— START OF Text passage —
Magna International (MGA, Financial) is one of the largest automotive parts manufacturers in North America. We believe the stock will outperform the S&P 500 over the next twelve months due to its attractive valuation, solid growth profile, and track record of crushing analyst estimates. There are significant growth catalysts that should buoy the stock moving forward that we'll discuss as well, such as the increasingly healthy North American consumer, Magna's aggressive share buyback plan, and the company's visionary CEO.

In this report, we'll be outlining why investors should use the recent correction in Magna's stock price to open up or increase their current long positions. Based on traditional value metrics that have been empirically shown to predict stock returns, Magna is strongly undervalued relative to the market. Magna has a solid growth profile and has been crushing analyst estimates recently. Again, the metrics used to highlight this have been empirically shown to predict returns, and are thus are extremely important to analyze. As we go through the report, we'll provide links to the academic papers or books that underpin our analysis so investors can see themselves why each metric is important. Investors looking to dig deeper into academic research, can check out our post here, which outlines the major academics and their research.
— END OF Text passage —
— START OF Information given —
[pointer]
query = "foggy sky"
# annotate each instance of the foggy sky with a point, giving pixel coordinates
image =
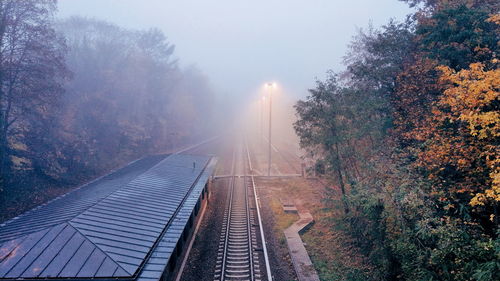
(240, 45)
— END OF Information given —
— START OF Information given —
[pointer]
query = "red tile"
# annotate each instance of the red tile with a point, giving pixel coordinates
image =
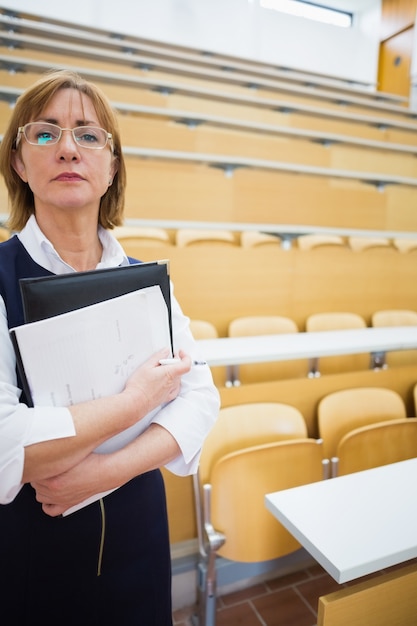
— END OF Information given —
— START OF Information given —
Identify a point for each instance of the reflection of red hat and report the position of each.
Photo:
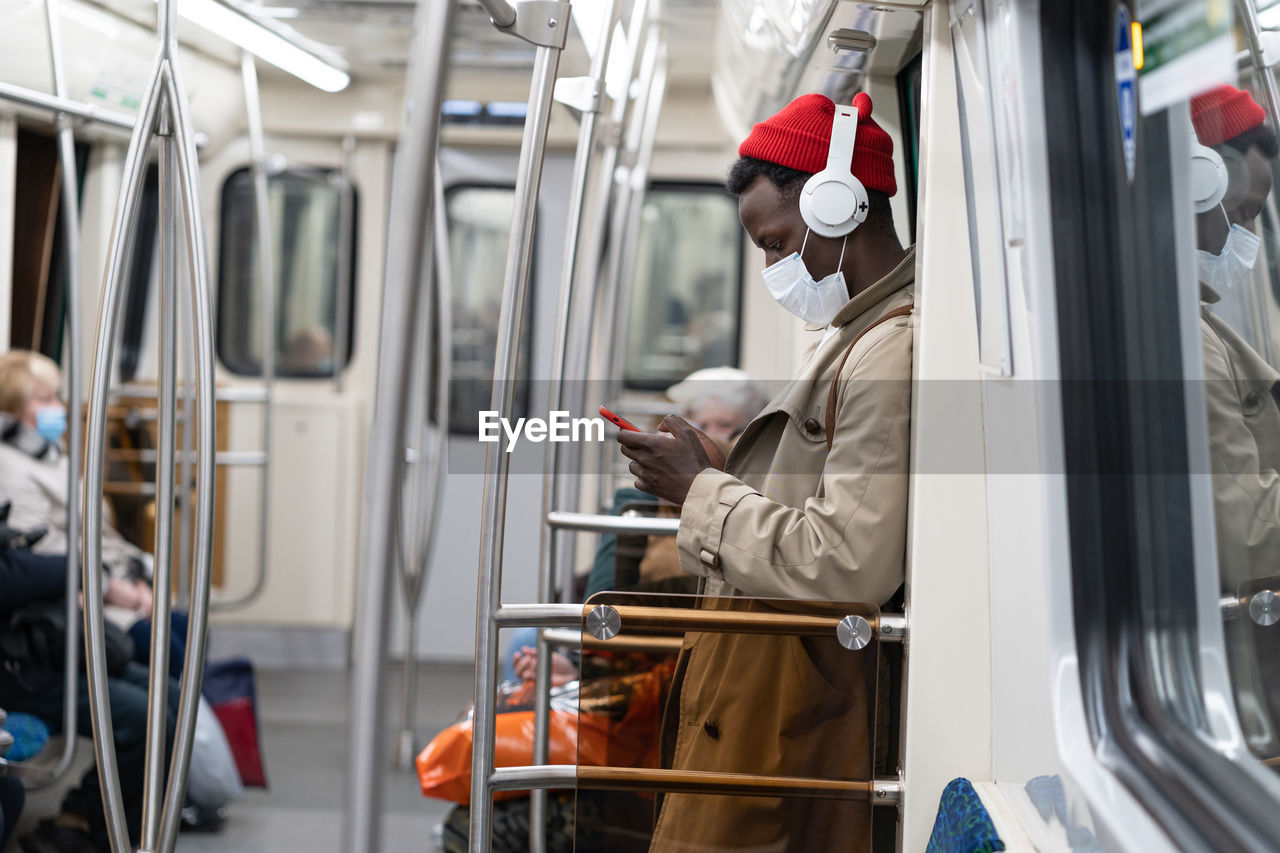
— END OF Information given —
Aim of the task
Copy the passage from the text on Magna International word for word, starting with "Magna International (MGA, Financial)" and going on through "company's visionary CEO.".

Complete output
Magna International (MGA, Financial) is one of the largest automotive parts manufacturers in North America. We believe the stock will outperform the S&P 500 over the next twelve months due to its attractive valuation, solid growth profile, and track record of crushing analyst estimates. There are significant growth catalysts that should buoy the stock moving forward that we'll discuss as well, such as the increasingly healthy North American consumer, Magna's aggressive share buyback plan, and the company's visionary CEO.